ARBEITSANWEISUNGEN:
1. Schreiben Sie aus dem Textauszug über Chefärzte und Krankenhausgeschäftsführer die Stelle von „Diese Daten zeigen“ bis einschließlich „folgende Jahr abzunehmen.“ wortgetreu ab.
2. Wie viele Jahre sind leitende Ärzte laut dem Textauszug über Chefärzte und Krankenhausgeschäftsführer im Median in ihrer jeweiligen Position?
3. Setzen Sie den Textauszug über Chefärzte und Krankenhausgeschäftsführer im Anschluss an seinen letzten Satz fort.

TEXTAUSZUG:
::::::::

Insgesamt nimmt wegen der oben genannten Gründe das Konfliktpotenzial zwischen leitendem Arzt und Geschäftsführung zwangsläufig zu. Dieses zeigt sich allein schon durch die mittlere Unternehmenszugehörigkeit von Chefärzten und Krankenhausgeschäftsführern.

Konkrete Zahlen hierzu waren im Rahmen der Recherche zu diesem Artikel von keiner offiziellen Stelle zu erfahren (Bundesministerium für Gesundheit, Deutsche Krankenhausgesellschaft, Bundesärztekammer, Landesärztekammer Nordrhein, Verband leitender Klinikärzte, Kienbaum und Partner). Aus diesem Grund wurde im Herbst 2014 vom VLOU (Verband leitender Orthopäden und Unfallchirurgen) Sektion Mitte/West unter Leistung von Dr. Walter Schäfer und Prof. Jörg Jerosch eine Umfrage unter den leitenden Ärzten dieser Sektion durchgeführt. Die Daten von 55 leitenden Ärzten konnten ausgewertet werden. Es zeigte sich, dass leitende Ärzte im Median 9,5 Jahre in der jeweiligen Position sind, wohingegen der Median bei Geschäftsführern bei 3,5 Jahren lag. Nur wenige Chefärzte hatten einen langfristigen Partner in der Geschäftsführung. Der Mittelwert der Geschäftsführer pro Chefarzt lag bei 3 (Standardabweichung 2).

Diese Daten zeigen deutlich, dass Chefärzte durch die lange Unternehmenszugehörigkeit ihre medizinischen und strategischen Entscheidungen auf Nachhaltigkeit ausrichten, wohingegen Geschäftsführer mit zunehmend mehr 3-Jahresverträgen und jahresspezifischen Zielleistungsvereinbarungen auf kurzfristige Unternehmensziele ausgerichtet sind. Dieses führt auch zu ökonomisch nicht sinnvollen Ansätzen, wenn beispielsweise eine Firma zum Jahresende die Kyphoplastie-Sets zu einen extrem günstigen Preis für die Abnahme größerer Mengen anbietet, der Krankenhausgeschäftsführer diesem Kauf jedoch nicht zustimmt, um seine persönliche, wirtschaftliche Jahreszielvereinbarung nicht zu gefährden. Ökonomisch wäre es jedoch sinnvoll, eine große Menge von Sets für das darauf folgende Jahr abzunehmen.

Aus diesem Grund wäre es vielleicht auch sinnvoll, die Jahreszielvereinbarungen sowohl für Geschäftsführer als auch für leitende Ärzte erheblich aufzuweichen und beispielsweise vielmehr in „5-Jahres-Plänen“ zu denken, um mehr Nachhaltigkeit nicht nur auf medizinisch-strategischem, sondern auch auf den wirtschaft-strategischen Bereich auszudehnen.

::::::::

DATENLISTE:
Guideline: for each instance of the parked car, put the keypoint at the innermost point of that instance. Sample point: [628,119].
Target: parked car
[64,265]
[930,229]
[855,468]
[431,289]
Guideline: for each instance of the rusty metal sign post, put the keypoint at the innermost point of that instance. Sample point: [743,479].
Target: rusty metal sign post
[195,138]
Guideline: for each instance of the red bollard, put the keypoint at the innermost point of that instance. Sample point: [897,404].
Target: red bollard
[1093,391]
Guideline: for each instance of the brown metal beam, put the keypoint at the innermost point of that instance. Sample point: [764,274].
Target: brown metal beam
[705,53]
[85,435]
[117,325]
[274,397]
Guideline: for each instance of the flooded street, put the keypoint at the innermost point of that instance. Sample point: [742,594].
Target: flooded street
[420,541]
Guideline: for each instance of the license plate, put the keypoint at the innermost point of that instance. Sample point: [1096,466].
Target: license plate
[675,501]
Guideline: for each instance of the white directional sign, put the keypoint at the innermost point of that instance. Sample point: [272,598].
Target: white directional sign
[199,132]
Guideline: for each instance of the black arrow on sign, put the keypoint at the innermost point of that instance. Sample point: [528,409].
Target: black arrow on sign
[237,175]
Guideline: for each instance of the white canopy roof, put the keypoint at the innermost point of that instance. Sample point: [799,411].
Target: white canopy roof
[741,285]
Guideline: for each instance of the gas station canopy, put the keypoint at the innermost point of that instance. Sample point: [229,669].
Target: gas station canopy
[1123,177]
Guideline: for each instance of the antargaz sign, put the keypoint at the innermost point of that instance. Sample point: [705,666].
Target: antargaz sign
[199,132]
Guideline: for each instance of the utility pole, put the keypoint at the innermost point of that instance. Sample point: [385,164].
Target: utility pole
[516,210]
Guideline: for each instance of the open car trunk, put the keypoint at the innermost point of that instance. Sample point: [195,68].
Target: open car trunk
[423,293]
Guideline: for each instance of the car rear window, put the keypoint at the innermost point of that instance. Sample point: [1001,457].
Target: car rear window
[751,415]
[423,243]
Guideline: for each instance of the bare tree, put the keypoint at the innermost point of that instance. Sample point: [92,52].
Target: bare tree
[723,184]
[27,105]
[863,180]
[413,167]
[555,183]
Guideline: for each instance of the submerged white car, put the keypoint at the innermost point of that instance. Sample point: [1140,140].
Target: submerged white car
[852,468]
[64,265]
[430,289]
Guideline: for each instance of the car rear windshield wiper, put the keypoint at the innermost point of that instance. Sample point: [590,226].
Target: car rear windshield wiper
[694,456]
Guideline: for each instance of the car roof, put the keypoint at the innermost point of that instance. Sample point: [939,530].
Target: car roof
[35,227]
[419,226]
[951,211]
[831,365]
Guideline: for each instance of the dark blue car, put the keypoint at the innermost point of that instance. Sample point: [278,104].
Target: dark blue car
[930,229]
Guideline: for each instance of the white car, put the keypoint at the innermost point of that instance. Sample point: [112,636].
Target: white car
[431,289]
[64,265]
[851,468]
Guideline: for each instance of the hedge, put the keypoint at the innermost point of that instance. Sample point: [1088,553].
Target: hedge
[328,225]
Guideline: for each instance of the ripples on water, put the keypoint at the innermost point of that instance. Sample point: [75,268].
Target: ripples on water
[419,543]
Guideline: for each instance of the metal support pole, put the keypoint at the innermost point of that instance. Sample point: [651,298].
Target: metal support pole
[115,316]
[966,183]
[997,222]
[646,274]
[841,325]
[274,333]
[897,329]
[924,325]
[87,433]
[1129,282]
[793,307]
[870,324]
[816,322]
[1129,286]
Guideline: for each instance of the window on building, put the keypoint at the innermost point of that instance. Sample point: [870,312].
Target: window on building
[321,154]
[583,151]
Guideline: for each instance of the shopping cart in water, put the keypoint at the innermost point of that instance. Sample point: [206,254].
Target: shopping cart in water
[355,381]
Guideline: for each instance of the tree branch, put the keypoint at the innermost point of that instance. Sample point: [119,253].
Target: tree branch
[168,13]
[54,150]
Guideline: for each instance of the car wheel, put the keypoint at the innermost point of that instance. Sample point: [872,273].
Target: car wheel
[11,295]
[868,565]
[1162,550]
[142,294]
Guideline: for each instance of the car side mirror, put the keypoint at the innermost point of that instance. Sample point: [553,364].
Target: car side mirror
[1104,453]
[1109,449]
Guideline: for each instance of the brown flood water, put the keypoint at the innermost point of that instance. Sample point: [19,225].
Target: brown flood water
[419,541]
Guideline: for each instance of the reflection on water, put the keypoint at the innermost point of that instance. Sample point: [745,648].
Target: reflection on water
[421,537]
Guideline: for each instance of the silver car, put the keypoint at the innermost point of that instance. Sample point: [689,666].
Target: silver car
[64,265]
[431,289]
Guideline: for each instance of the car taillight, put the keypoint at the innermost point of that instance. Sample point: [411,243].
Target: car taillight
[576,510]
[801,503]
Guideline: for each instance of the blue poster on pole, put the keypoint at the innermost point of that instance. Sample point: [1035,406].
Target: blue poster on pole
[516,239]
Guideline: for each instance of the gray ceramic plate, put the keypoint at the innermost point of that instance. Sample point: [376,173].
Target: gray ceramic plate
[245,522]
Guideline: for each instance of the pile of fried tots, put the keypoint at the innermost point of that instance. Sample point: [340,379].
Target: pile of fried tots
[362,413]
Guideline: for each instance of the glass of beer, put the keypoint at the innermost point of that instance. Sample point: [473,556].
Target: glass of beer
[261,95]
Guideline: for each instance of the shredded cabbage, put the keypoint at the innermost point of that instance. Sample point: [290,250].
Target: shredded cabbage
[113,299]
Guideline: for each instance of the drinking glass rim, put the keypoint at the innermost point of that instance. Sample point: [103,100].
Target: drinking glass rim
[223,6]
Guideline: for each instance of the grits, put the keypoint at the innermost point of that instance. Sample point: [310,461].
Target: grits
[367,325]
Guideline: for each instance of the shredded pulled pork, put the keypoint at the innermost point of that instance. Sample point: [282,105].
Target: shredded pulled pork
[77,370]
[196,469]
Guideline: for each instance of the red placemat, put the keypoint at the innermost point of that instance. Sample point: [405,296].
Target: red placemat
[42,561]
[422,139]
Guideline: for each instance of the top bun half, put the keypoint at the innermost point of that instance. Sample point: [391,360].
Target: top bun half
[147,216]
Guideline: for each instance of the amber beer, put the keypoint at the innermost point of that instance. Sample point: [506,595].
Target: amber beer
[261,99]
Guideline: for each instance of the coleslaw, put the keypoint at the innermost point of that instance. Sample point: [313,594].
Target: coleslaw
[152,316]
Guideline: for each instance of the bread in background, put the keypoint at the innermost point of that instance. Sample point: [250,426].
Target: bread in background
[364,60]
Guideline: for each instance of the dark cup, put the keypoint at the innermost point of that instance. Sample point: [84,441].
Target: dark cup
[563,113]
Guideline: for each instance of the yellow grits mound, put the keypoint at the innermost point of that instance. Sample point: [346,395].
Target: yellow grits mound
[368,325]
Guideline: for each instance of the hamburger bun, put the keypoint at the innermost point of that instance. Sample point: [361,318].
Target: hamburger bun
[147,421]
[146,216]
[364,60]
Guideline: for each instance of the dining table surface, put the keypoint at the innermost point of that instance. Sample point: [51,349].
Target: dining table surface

::::::::

LÖSUNGEN:
1.
Diese Daten zeigen deutlich, dass Chefärzte durch die lange Unternehmenszugehörigkeit ihre medizinischen und strategischen Entscheidungen auf Nachhaltigkeit ausrichten, wohingegen Geschäftsführer mit zunehmend mehr 3-Jahresverträgen und jahresspezifischen Zielleistungsvereinbarungen auf kurzfristige Unternehmensziele ausgerichtet sind. Dieses führt auch zu ökonomisch nicht sinnvollen Ansätzen, wenn beispielsweise eine Firma zum Jahresende die Kyphoplastie-Sets zu einen extrem günstigen Preis für die Abnahme größerer Mengen anbietet, der Krankenhausgeschäftsführer diesem Kauf jedoch nicht zustimmt, um seine persönliche, wirtschaftliche Jahreszielvereinbarung nicht zu gefährden. Ökonomisch wäre es jedoch sinnvoll, eine große Menge von Sets für das darauf folgende Jahr abzunehmen.

2. 9,5 Jahre

3.
Interessant in diesem Zusammenhang ist auch eine Studie der KPMG AG [7]. Diese zeigte, dass jedes 4. Krankenhaus Jahr für Jahr Mitglieder der Geschäftsführung austauscht. Die Autoren haben analysiert, dass das Risiko des Geschäftsführerwechsels um 50 % größer ist als im Vorstand eines DAX-Unternehmens. Die nähere Analyse zeigt, dass die Rate bei öffentlichen Krankenhäusern etwa 20 % beträgt, bei privaten Krankenhäusern 31,7 % und bei freigemeinnützigen 24,7 %.

Untersucht wurde in diesem Zusammenhang auch, ob ein Geschäftsführerwechsel sich auf die Ertragslage des Krankenhauses auswirkt. Unabhängig vom Wechsel der Geschäftsführung beobachten die Autoren einen Rückgang der positiven Jahresergebnisse im Untersuchungszeitraum 2009–2012 um etwa 17 %. Wechselnde Geschäftsführungen in einem Krankenhaus mit bereits negativem Jahresergebnis führten etwa in gleicher Häufigkeit zu einer Verbesserung oder einer Verschlechterung des Jahresgesamtergebnisses. Lediglich 48,4 % der Krankenhäuser mit Negativergebnis verbessern nach einem Geschäftsführerwechsel ihr Ergebnis und rund 51,6 % verschlechtern es weiter. In den Jahren 2011 und 2012 zeigte sich sogar nur bei einem Drittel der Krankenhäuser ein positiver Effekt des Geschäftsführerwechsels auf das Jahresergebnis.

Erfolgreich wird nur ein Team aus Geschäftsführung und leitenden Ärzten sein, welches sich auf langfristige medizinisch- und ökonomisch-strategische Ziele in vertrauensvoller Zusammenarbeit einigen kann, und indem die medizinisch-ökonomische Kompetenz der leitenden Ärzte bei strategischen Frage- und Zielsetzungen nicht nur gehört wird, sondern auch mit in die Planung eingebunden wird und Pawlowsche Reflexe der Geschäftsführer (Exel-Datei auf, Personalstellen raus, Exel-Datei zu) der Vergangenheit angehören.